*INSTRUCTIONS TO FOLLOW*
Only the lines from the one containing "pin: the number" through the end of the data below should be copied, each exactly as written and with both ends kept.

** START DATA EXTRACT **

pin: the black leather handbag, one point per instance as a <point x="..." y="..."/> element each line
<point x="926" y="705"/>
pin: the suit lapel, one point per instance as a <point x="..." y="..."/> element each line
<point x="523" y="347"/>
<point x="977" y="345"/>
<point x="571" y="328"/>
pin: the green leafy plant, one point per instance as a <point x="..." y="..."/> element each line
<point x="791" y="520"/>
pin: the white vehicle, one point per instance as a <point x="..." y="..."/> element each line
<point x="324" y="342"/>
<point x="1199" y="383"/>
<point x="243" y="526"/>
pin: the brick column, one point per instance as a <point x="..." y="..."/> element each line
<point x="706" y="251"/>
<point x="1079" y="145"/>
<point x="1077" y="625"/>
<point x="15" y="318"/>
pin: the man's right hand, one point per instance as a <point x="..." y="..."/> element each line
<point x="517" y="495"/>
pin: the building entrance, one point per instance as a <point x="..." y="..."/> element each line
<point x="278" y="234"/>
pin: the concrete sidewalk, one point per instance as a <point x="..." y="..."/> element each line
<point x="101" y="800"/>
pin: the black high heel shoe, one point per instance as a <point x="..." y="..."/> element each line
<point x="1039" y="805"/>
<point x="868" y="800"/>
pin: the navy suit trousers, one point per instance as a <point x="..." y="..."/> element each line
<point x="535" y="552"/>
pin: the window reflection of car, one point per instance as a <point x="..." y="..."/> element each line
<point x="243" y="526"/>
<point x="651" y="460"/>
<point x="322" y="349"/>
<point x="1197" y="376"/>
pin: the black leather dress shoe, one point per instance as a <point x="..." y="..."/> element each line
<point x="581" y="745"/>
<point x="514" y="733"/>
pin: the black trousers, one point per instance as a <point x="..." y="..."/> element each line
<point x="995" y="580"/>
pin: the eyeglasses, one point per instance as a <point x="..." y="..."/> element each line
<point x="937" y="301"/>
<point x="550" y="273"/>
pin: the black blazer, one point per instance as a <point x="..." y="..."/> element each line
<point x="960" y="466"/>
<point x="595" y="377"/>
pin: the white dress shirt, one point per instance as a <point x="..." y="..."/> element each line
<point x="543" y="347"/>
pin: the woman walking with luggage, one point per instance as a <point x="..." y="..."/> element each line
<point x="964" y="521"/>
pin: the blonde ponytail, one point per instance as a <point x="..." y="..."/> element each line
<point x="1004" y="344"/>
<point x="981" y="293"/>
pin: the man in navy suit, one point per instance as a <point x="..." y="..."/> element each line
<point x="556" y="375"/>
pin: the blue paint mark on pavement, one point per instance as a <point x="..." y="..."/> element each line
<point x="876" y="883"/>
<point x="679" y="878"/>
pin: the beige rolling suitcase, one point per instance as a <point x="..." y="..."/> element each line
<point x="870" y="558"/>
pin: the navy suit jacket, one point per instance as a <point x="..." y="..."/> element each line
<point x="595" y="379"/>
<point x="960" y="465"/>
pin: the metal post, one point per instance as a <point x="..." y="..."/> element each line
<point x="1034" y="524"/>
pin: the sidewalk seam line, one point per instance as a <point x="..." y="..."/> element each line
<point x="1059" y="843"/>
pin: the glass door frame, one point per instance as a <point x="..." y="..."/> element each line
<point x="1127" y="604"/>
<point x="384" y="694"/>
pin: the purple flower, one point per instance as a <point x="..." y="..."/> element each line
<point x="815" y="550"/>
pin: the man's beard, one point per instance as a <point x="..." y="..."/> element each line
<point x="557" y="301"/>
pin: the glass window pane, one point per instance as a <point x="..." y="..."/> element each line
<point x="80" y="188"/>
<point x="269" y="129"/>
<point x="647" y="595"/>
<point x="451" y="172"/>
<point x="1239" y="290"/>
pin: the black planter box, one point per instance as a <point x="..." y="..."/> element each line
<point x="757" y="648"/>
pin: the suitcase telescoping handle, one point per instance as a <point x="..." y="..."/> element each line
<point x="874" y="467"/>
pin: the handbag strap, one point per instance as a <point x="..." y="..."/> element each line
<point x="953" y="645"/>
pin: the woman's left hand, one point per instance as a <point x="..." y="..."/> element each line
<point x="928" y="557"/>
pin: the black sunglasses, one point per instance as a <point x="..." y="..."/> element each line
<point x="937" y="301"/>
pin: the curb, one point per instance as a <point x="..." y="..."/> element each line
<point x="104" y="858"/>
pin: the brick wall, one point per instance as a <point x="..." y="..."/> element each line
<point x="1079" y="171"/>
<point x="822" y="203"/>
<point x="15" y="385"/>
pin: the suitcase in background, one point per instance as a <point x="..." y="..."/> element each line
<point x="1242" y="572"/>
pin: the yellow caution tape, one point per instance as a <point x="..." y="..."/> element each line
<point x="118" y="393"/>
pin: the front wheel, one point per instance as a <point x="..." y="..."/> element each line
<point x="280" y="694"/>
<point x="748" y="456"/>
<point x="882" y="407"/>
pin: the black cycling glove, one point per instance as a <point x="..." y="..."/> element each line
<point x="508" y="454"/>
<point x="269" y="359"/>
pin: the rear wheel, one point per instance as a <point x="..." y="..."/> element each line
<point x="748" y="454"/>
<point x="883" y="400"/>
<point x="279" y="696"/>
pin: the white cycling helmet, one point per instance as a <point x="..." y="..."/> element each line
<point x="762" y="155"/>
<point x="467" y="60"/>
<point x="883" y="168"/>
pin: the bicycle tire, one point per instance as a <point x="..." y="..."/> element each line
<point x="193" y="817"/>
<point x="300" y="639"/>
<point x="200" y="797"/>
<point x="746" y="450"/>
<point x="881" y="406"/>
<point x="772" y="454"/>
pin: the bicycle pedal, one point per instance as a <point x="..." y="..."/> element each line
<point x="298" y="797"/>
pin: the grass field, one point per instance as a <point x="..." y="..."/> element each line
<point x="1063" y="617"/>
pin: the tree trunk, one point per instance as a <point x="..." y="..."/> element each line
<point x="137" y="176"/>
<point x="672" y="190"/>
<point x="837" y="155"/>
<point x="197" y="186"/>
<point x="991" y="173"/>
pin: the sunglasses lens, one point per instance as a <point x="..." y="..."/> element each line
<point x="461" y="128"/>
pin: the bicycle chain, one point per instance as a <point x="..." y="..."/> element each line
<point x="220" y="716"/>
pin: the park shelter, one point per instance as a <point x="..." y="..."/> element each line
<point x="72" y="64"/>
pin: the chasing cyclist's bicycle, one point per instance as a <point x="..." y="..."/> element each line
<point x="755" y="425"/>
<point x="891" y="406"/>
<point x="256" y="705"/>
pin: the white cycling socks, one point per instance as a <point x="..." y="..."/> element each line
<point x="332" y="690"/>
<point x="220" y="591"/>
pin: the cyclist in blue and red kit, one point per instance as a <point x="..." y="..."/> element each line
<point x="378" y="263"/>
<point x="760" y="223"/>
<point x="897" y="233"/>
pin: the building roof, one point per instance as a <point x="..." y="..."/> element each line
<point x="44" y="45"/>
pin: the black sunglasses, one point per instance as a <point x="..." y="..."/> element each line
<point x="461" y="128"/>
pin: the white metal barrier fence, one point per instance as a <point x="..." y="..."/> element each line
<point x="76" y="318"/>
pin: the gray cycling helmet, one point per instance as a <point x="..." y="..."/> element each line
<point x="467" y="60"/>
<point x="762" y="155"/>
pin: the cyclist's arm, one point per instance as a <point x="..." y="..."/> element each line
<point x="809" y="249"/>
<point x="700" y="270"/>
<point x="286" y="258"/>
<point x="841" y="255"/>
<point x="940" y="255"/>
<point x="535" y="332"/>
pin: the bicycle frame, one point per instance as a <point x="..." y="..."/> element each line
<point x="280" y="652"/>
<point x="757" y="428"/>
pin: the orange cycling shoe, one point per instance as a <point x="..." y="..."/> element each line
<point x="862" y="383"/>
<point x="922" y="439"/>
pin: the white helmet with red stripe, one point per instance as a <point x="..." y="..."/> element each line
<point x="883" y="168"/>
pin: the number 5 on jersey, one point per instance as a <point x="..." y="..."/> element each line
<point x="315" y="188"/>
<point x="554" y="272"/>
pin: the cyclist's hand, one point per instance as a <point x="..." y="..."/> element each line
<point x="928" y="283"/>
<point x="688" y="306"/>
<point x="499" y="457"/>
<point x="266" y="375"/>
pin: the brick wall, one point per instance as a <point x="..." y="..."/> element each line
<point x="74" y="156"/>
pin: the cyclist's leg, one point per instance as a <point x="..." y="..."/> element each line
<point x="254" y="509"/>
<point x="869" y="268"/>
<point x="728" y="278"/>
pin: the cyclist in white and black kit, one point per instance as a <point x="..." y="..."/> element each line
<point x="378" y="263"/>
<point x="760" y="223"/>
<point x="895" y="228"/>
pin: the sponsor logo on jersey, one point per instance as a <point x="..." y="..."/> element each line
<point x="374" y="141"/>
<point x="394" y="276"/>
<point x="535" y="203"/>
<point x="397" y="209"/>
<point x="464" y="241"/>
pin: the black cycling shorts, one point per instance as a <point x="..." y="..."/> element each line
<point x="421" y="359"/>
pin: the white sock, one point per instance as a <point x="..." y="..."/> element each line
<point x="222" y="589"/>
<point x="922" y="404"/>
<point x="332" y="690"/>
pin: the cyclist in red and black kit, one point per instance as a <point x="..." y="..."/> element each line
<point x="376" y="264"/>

** END DATA EXTRACT **

*TASK RESULT*
pin: the number 5 on jersey, one point per instance as a <point x="..." y="..."/> element each line
<point x="315" y="188"/>
<point x="554" y="272"/>
pin: the cyclist's hand, one point per instance as a <point x="..." y="..."/> element each line
<point x="928" y="283"/>
<point x="688" y="306"/>
<point x="499" y="457"/>
<point x="266" y="375"/>
pin: the brick wall, one point per instance as a <point x="..." y="..."/> element each line
<point x="74" y="156"/>
pin: the cyclist's leg, one point per instance as a <point x="..." y="..."/> element each line
<point x="254" y="509"/>
<point x="869" y="268"/>
<point x="728" y="278"/>
pin: the cyclist in white and black kit, one point per instance as a <point x="..." y="..."/> element each line
<point x="378" y="263"/>
<point x="760" y="223"/>
<point x="895" y="228"/>
pin: the sponsor logo on jersey, one point per instance as a <point x="..." y="..."/> element each line
<point x="374" y="141"/>
<point x="394" y="276"/>
<point x="535" y="203"/>
<point x="397" y="209"/>
<point x="464" y="241"/>
pin: the black cycling shorts, one point per instance as a <point x="..." y="..."/> element each line
<point x="421" y="359"/>
pin: the white sock, one point per instance as a <point x="..." y="..."/> element each line
<point x="222" y="589"/>
<point x="922" y="404"/>
<point x="332" y="690"/>
pin: the cyclist in red and black kit, one point per instance as a <point x="..." y="..."/> element each line
<point x="376" y="264"/>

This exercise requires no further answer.